Gather every line from the extracted data entries below that holds the string "target", and copy each one out unchanged.

>> Begin INPUT RECORDS

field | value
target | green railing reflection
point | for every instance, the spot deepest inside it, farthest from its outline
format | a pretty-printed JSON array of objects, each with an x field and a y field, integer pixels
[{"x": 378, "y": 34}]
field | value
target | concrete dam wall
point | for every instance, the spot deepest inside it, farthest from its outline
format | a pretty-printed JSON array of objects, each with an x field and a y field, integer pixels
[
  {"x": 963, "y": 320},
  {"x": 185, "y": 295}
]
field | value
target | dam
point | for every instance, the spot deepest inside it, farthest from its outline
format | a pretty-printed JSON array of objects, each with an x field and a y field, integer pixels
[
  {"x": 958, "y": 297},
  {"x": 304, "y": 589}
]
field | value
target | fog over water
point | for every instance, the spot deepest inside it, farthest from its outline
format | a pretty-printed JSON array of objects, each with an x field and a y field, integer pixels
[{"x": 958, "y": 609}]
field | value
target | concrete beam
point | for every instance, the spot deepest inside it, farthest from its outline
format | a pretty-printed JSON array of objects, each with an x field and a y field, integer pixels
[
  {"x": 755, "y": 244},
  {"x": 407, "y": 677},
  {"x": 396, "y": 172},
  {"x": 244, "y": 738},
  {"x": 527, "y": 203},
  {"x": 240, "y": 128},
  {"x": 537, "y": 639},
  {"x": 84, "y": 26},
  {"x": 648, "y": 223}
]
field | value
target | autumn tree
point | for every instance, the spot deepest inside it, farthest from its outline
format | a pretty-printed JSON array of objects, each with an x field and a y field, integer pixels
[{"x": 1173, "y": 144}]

>> End INPUT RECORDS
>> Begin INPUT RECORDS

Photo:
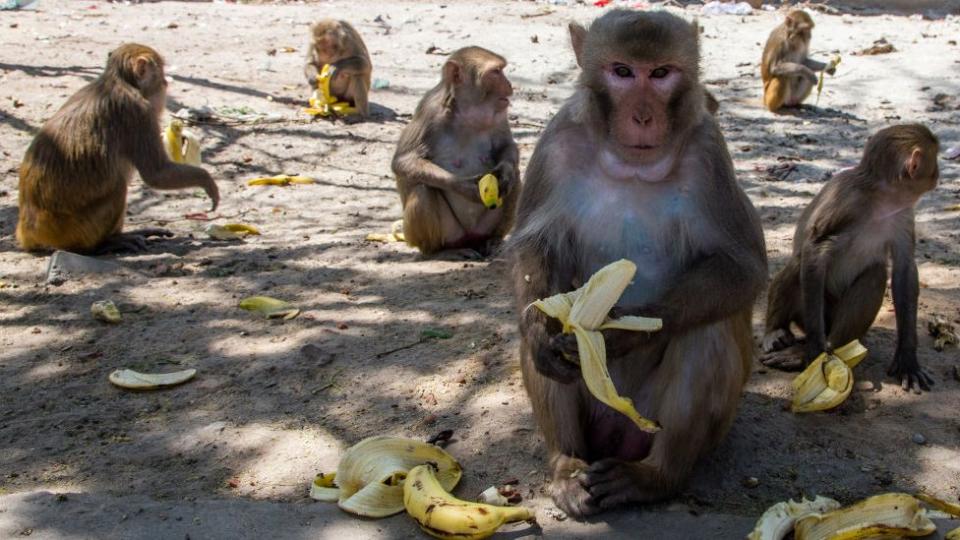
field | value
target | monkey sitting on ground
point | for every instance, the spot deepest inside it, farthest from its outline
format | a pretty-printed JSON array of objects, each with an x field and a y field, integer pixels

>> End INPUT RECORDS
>> Begin INPUT RECORDS

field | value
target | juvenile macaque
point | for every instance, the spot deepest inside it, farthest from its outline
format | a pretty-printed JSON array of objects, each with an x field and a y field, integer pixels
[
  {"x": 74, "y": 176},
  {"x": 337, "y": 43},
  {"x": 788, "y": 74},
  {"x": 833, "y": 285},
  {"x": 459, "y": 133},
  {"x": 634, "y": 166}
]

>> End INPUT RECORDS

ANSWER:
target | green railing reflection
target | concrete dam wall
target | dam
target | fog over water
target | concrete beam
target | autumn tree
target | monkey sitting on ground
target | juvenile macaque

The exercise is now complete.